ACTIVITY: Keep only the lines from the start of the data through the line containing "box: [0, 19, 976, 279]", and output them exactly.

EXERCISE INPUTS:
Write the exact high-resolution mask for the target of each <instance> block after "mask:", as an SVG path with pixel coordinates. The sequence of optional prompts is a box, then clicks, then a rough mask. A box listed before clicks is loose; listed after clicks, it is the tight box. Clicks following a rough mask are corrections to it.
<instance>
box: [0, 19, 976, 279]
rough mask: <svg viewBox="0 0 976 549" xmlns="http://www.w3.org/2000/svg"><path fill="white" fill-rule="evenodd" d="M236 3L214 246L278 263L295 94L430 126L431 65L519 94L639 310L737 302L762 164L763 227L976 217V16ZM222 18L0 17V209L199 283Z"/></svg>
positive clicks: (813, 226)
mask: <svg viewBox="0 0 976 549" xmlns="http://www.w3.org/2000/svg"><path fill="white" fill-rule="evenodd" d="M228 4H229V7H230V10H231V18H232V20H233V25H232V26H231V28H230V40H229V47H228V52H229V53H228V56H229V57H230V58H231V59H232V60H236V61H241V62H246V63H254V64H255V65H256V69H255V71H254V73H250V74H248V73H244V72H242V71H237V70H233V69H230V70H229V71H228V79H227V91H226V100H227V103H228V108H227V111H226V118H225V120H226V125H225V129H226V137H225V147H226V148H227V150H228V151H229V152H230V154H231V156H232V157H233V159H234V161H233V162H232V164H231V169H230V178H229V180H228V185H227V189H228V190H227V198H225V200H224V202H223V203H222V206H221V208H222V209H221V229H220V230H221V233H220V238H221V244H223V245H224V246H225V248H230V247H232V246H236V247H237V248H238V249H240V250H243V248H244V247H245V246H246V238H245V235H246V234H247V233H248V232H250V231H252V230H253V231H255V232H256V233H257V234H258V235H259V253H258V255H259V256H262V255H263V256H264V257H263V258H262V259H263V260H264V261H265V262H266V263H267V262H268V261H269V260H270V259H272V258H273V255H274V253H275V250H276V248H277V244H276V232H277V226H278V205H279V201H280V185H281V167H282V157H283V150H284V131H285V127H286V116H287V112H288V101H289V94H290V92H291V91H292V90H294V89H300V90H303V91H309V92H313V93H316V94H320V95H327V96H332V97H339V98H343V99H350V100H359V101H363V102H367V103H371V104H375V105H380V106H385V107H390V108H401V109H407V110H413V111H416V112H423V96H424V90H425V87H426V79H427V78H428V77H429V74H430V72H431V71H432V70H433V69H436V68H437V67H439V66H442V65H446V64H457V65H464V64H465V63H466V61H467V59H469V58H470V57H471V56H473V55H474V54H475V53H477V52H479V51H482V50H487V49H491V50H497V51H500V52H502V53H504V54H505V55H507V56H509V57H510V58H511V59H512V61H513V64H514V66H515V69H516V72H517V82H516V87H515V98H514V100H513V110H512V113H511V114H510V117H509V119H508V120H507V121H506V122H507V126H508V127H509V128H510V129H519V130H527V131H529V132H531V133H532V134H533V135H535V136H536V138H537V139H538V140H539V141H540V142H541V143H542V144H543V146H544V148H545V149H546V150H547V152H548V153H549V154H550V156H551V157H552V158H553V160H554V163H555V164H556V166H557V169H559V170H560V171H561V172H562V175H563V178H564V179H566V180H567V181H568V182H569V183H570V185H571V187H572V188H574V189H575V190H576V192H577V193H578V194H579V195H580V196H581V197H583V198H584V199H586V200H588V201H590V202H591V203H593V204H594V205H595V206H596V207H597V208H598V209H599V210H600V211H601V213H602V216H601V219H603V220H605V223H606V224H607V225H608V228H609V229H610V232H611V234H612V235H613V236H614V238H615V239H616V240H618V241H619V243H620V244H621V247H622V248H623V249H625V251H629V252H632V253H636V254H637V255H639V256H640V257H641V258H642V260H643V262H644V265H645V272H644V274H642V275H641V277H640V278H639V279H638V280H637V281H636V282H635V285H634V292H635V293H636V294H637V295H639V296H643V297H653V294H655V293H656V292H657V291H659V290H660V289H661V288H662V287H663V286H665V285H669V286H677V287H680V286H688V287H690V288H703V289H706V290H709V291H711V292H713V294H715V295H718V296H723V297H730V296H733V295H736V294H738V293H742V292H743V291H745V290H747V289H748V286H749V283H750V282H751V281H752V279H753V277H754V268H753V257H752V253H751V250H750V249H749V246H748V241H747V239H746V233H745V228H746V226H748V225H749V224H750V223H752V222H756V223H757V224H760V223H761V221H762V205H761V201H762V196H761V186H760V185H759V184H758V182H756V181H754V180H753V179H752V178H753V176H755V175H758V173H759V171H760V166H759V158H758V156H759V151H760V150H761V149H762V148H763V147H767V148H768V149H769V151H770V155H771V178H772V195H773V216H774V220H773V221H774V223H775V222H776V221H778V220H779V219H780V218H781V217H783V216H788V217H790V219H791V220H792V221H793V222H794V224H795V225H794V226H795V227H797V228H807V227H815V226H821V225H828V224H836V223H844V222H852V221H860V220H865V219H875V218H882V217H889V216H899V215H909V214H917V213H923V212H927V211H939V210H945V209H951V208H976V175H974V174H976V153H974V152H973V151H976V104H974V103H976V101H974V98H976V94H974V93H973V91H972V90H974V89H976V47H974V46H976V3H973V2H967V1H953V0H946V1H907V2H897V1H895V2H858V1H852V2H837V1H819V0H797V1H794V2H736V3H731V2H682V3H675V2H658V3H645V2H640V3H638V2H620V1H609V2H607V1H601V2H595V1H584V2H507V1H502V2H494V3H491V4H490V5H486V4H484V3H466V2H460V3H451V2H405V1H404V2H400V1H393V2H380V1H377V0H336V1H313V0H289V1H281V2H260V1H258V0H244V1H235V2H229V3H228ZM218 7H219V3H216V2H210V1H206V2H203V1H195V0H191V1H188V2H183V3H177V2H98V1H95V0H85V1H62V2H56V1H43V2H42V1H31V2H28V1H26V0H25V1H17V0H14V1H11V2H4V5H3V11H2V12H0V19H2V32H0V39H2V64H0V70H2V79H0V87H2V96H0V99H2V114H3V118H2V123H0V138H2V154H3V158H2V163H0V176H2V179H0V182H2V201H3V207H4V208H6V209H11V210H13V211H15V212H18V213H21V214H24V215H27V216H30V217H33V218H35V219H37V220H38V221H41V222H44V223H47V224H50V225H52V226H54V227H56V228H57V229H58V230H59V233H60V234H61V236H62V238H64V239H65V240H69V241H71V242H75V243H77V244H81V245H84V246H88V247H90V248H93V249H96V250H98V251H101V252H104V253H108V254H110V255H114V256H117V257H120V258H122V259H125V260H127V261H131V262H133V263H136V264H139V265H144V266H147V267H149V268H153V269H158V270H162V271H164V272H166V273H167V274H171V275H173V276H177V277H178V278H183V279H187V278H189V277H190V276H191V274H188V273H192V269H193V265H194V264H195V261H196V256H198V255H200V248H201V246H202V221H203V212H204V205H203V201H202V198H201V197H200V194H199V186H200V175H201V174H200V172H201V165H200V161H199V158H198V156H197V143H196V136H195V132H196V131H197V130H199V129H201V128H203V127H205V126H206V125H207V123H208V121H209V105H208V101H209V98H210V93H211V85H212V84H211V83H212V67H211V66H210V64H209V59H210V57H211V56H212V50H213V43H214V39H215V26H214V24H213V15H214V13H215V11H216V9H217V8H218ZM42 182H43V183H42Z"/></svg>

WRITTEN REPLY:
Write the exact high-resolution mask for the target of each <instance> block after "mask:", as an SVG path with pixel coordinates. The sequence of optional prompts is a box, then clicks, then a rough mask. A box listed before clicks is loose; listed after clicks, it is the tight box. Clicks following a rough mask are corrections to it.
<instance>
box: [0, 19, 976, 279]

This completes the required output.